Problem to solve
Please reproduce the following lines word for word.

+ + + + +

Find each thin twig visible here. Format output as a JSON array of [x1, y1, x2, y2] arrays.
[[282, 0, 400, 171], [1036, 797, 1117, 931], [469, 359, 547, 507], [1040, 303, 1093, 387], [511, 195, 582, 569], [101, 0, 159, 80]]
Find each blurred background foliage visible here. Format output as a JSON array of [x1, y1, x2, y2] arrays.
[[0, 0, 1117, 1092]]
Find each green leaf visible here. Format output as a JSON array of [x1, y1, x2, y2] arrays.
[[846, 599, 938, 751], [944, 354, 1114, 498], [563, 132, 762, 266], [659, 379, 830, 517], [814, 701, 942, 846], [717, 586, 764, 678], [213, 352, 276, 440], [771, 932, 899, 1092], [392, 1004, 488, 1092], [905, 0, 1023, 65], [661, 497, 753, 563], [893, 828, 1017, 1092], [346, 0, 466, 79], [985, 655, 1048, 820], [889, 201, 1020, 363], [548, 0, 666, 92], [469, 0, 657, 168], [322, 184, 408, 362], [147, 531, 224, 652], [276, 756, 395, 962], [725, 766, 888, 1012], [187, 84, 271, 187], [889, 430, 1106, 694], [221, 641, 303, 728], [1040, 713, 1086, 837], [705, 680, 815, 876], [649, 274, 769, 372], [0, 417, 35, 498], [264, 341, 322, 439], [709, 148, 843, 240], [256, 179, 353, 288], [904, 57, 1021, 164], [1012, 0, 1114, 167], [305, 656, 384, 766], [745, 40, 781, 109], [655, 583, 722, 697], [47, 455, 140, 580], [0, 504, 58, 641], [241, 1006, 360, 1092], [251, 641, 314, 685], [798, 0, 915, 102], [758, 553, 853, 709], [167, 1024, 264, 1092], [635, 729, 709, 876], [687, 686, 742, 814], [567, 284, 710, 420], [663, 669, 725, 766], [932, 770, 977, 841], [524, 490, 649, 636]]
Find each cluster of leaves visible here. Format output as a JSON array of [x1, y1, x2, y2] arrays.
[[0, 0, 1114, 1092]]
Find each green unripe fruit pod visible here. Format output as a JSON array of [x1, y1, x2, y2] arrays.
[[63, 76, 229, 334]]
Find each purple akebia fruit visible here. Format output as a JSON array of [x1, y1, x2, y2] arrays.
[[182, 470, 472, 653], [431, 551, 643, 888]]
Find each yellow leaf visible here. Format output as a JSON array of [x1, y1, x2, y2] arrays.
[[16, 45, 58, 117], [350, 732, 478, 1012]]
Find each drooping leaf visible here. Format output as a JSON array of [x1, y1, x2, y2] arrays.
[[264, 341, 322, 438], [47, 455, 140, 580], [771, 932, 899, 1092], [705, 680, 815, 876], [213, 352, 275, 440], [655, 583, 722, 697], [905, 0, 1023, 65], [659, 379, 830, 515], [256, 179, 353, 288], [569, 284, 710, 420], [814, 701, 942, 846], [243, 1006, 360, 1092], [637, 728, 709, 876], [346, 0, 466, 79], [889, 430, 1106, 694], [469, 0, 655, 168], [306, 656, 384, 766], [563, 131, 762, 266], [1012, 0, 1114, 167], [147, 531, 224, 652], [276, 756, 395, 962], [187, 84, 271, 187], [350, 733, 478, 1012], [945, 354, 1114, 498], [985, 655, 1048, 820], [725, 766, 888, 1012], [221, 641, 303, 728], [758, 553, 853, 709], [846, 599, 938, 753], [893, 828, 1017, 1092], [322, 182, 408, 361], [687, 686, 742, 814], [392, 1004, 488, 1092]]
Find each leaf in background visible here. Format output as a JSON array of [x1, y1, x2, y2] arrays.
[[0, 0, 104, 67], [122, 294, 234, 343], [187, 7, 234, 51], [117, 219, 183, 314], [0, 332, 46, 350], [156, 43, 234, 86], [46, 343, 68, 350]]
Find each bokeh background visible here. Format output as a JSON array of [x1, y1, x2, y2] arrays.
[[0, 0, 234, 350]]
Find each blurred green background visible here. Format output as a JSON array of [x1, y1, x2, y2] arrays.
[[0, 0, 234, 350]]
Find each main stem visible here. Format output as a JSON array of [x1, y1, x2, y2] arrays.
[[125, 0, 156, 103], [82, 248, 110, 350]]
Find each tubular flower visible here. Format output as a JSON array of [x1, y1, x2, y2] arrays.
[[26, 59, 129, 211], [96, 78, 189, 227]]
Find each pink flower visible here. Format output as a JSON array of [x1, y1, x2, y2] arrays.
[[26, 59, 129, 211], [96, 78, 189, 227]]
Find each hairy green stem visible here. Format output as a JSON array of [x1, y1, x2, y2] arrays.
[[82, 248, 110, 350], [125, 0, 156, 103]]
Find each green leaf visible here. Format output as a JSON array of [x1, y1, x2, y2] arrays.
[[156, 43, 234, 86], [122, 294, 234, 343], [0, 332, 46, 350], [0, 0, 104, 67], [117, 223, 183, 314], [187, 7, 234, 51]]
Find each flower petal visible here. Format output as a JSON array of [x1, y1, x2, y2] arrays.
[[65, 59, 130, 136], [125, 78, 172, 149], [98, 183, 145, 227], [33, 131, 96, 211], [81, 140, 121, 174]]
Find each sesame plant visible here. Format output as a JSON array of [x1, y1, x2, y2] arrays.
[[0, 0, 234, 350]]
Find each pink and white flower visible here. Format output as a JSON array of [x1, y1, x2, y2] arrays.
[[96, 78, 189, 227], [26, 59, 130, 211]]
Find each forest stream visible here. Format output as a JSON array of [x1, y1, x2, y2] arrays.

+ + + + +

Output
Find each thin twig visible here. Format output as a JSON array of [x1, y1, x2, y2] arrays.
[[282, 0, 400, 171], [1036, 797, 1117, 931], [469, 359, 547, 507], [1040, 303, 1093, 387], [511, 195, 582, 569], [101, 0, 159, 80]]
Find each blurred background foliage visible here. Format output as a JSON array of [x1, y1, x2, y2] arrays.
[[0, 0, 1117, 1092]]
Find each green leaf visible here. Format output as a JSON array of [x1, y1, x2, y2] arrays.
[[846, 599, 938, 751], [944, 354, 1114, 498], [563, 132, 762, 266], [659, 379, 830, 517], [814, 701, 942, 846], [717, 586, 764, 678], [213, 352, 276, 440], [771, 932, 899, 1092], [392, 1004, 488, 1092], [905, 0, 1023, 65], [661, 497, 753, 563], [893, 828, 1017, 1092], [346, 0, 466, 79], [985, 655, 1048, 820], [889, 201, 1020, 363], [548, 0, 666, 92], [469, 0, 657, 168], [322, 184, 408, 362], [147, 531, 224, 652], [276, 756, 395, 962], [725, 766, 888, 1012], [187, 84, 271, 187], [889, 430, 1106, 694], [221, 641, 303, 728], [1040, 713, 1086, 837], [705, 680, 815, 876], [649, 274, 769, 372], [0, 417, 35, 498], [264, 341, 322, 439], [709, 148, 843, 240], [256, 179, 353, 288], [904, 57, 1021, 164], [1012, 0, 1114, 167], [305, 656, 384, 766], [745, 40, 781, 109], [655, 583, 722, 697], [47, 455, 140, 580], [0, 504, 58, 641], [241, 1006, 360, 1092], [251, 641, 314, 685], [798, 0, 915, 102], [758, 553, 853, 709], [167, 1024, 264, 1092], [635, 729, 709, 876], [687, 686, 742, 814], [567, 284, 710, 420], [663, 669, 725, 766], [932, 770, 977, 841], [524, 490, 649, 636]]
Find each cluster of leaves visible here. Format output as a JSON array of [x1, y1, x2, y2] arrays.
[[0, 0, 1114, 1092]]
Find each green unripe fruit pod visible here. Format output as a JSON array of [x1, y1, x2, y2] arrays.
[[63, 76, 229, 334]]
Find each purple akebia fruit visible here. Format output as a JSON array of [x1, y1, x2, y2] arrays.
[[182, 470, 472, 653], [431, 551, 643, 888]]
Find each yellow leaf visible here. Format output as a JSON array of [x1, y1, x2, y2] arrays.
[[16, 45, 58, 117], [350, 732, 478, 1012]]
Find each drooping leaf visible here. Format output as a JSON array of [x1, y1, x2, y2] arrays.
[[264, 341, 322, 438], [47, 455, 140, 580], [771, 932, 899, 1092], [705, 680, 815, 876], [213, 352, 275, 440], [655, 583, 722, 697], [905, 0, 1023, 65], [659, 379, 830, 515], [256, 179, 353, 288], [569, 284, 710, 420], [814, 701, 942, 846], [243, 1006, 360, 1092], [637, 728, 709, 876], [346, 0, 466, 79], [889, 430, 1106, 694], [469, 0, 655, 168], [306, 656, 384, 766], [563, 131, 762, 266], [1012, 0, 1114, 167], [147, 531, 224, 652], [276, 756, 395, 962], [187, 84, 271, 187], [350, 733, 478, 1012], [945, 354, 1114, 498], [985, 655, 1048, 820], [725, 766, 888, 1012], [221, 641, 303, 728], [758, 553, 853, 709], [846, 599, 938, 753], [893, 828, 1017, 1092], [322, 182, 408, 361], [687, 686, 742, 814], [392, 1004, 488, 1092]]
Find each leaf in background visible here. Format output as a JSON array of [x1, y1, x2, y2] arrays.
[[0, 0, 104, 67], [122, 294, 234, 343], [187, 7, 234, 51], [117, 219, 183, 314], [0, 332, 46, 350], [156, 43, 234, 86], [46, 343, 68, 350]]
Find each bokeh background visible here. Format output as a JSON array of [x1, y1, x2, y2] arrays.
[[0, 0, 234, 350]]
Find each blurred green background visible here. Format output as a JSON array of [x1, y1, x2, y2] arrays.
[[0, 0, 234, 350]]
Find each main stem visible here. Format output as a JSON array of [x1, y1, x2, y2] arrays.
[[125, 0, 156, 103], [82, 248, 110, 350]]
Find each tubular flower visible here. Format output as a JSON array of [x1, y1, x2, y2] arrays.
[[26, 59, 129, 211], [96, 78, 189, 227]]
Find each pink flower visible here. Format output as a JSON array of [x1, y1, x2, y2] arrays.
[[26, 59, 129, 211], [96, 78, 189, 227]]
Find each hairy green stem visible here. Format output as a JSON array of [x1, y1, x2, y2] arrays.
[[82, 248, 110, 350], [125, 0, 156, 103]]
Find each green leaf visible here. Format output as a JSON array of [x1, y1, x2, y2] arrays.
[[156, 43, 234, 86], [122, 294, 234, 343], [0, 332, 46, 350], [0, 0, 104, 67], [117, 223, 183, 314], [187, 7, 234, 51]]
Find each flower petal visible here. Format output as a JSON array of [x1, y1, x2, y2] arrays.
[[65, 59, 130, 136], [125, 78, 172, 149], [98, 183, 145, 227], [33, 131, 96, 211], [81, 140, 121, 174]]
Find each sesame plant visible here. Format output as a JSON array of [x1, y1, x2, y2] arrays.
[[0, 0, 234, 350]]
Find each pink and white flower visible here. Format output as a JSON array of [x1, y1, x2, y2] arrays.
[[96, 78, 189, 227], [26, 59, 130, 211]]
Find each forest stream visible here. Format output as a JSON array of [x1, y1, x2, y2] arrays.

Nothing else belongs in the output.